» PAGE EXCERPT:
At a recent Underscore that I facilitated, I shared the following quote from Zenju Earthlyn Manuel, a Zen Buddhist priest in Oakland, CA: “Awareness of oneness in life includes difference” (Manuel, 2015). Manuel’s notion that “an idea of harmony with an understanding that difference exists within oneness” (Manuel, 2015) feels important to me, both on a sociocultural level as well as what I experience within my creative endeavors such as improvisational ensemble dancing.
One of the most rewarding yet mysterious aspects of the practice of the Underscore, for me, is its ability to foster greater permeability between its participants so that ensemble dancing seems to happen more readily than during the dyad-heavy atmosphere within most contact improvisation jams. At the same time, the ability for everyone to have their own dance (while in relationship to each other) still remains accessible.
The word “composition” can have as its definition “a collection of a whole from parts.” The composition of the word “composition” itself contains “com” which can mean “together” and “position” which may be defined as the verbs to put, to place, to settle, to situate, to dwell; oftentimes, “position” may also refer to a place occupied by a person or a thing. These notions feel strongly present for me in my dancing, writing, and photography; for others, perhaps just as important their music, their visual arts, and their science. Understanding that parts combine to create a whole feels central to many of the ways I navigate this world–perhaps, in part, from my Japanese upbringing being inclusive of collectivist cultural norms.
In preparation for that particular Underscore that I facilitated, I pulled a couple of random aspects of composition from Mike Vargas’s essay, “86 Aspects of Composition” (Vargas, 2003). (I didn’t have my 86 Aspects deck, so I used an online random number generator.) One of the aspects I pulled was for Responsibility: “How do social and environmental conscience influence the process of the creator, the perceiver, and other elements of the composition?”

(Entries taken from a collection)
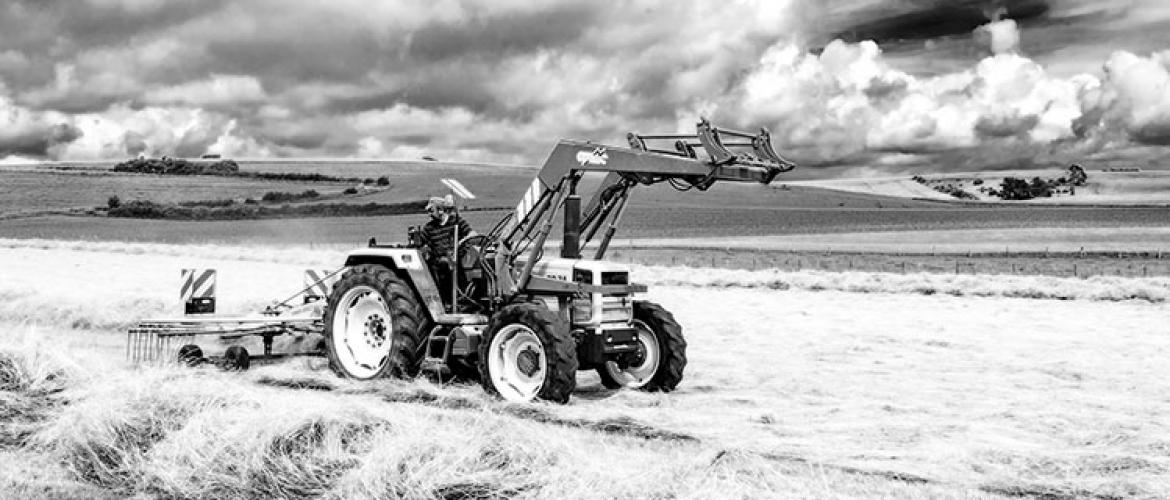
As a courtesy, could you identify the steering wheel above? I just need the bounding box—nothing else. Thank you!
[456,234,489,269]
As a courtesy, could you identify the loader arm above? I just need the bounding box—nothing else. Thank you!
[491,119,797,297]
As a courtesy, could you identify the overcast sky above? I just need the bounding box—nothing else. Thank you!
[0,0,1170,174]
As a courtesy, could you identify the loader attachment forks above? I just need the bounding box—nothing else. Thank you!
[491,118,797,274]
[626,118,797,184]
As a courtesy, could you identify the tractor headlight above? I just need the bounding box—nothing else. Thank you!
[572,294,593,323]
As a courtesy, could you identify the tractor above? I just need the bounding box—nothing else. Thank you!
[322,119,796,403]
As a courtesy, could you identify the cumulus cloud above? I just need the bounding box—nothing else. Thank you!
[717,21,1093,166]
[0,93,83,158]
[0,0,1170,169]
[1079,50,1170,145]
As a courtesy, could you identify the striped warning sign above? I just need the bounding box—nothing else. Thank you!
[179,269,215,314]
[304,269,340,302]
[179,269,215,302]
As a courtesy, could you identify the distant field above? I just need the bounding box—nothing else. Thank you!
[0,162,1170,252]
[796,169,1170,205]
[0,169,345,217]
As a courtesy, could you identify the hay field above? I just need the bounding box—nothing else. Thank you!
[0,240,1170,499]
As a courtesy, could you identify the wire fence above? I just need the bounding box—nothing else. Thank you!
[607,247,1170,278]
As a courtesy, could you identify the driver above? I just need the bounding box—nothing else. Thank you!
[421,194,479,304]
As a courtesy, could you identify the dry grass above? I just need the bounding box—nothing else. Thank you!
[0,244,1170,499]
[0,346,1006,499]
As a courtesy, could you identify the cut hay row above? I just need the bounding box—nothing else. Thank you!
[0,239,1170,330]
[0,341,993,499]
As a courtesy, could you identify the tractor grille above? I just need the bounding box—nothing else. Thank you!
[601,295,634,323]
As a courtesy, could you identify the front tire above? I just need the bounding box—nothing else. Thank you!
[597,301,687,392]
[480,303,577,404]
[324,265,427,379]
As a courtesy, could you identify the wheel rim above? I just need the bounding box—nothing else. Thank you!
[487,324,548,402]
[332,286,394,378]
[605,320,662,389]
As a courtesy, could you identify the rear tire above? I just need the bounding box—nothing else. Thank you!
[597,301,687,392]
[324,265,429,379]
[480,303,577,404]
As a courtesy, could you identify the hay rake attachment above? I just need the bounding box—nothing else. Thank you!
[126,268,344,369]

» EXERCISES:
1 > Restate the text on the Underscore from "One of the most" up to and including "still remains accessible.", swapping "participants" for "dancers".
2 > Answer these questions from the text on the Underscore:
(a) In what city is Zenju Earthlyn Manuel a Zen Buddhist priest?
(b) What is the title of Mike Vargas's essay?
(c) What did the writer use instead of the 86 Aspects deck?

» OUTPUTS BY TASK:
1 >
One of the most rewarding yet mysterious aspects of the practice of the Underscore, for me, is its ability to foster greater permeability between its dancers so that ensemble dancing seems to happen more readily than during the dyad-heavy atmosphere within most contact improvisation jams. At the same time, the ability for everyone to have their own dance (while in relationship to each other) still remains accessible.

2 >
(a) Oakland, CA.
(b) "86 Aspects of Composition."
(c) An online random number generator.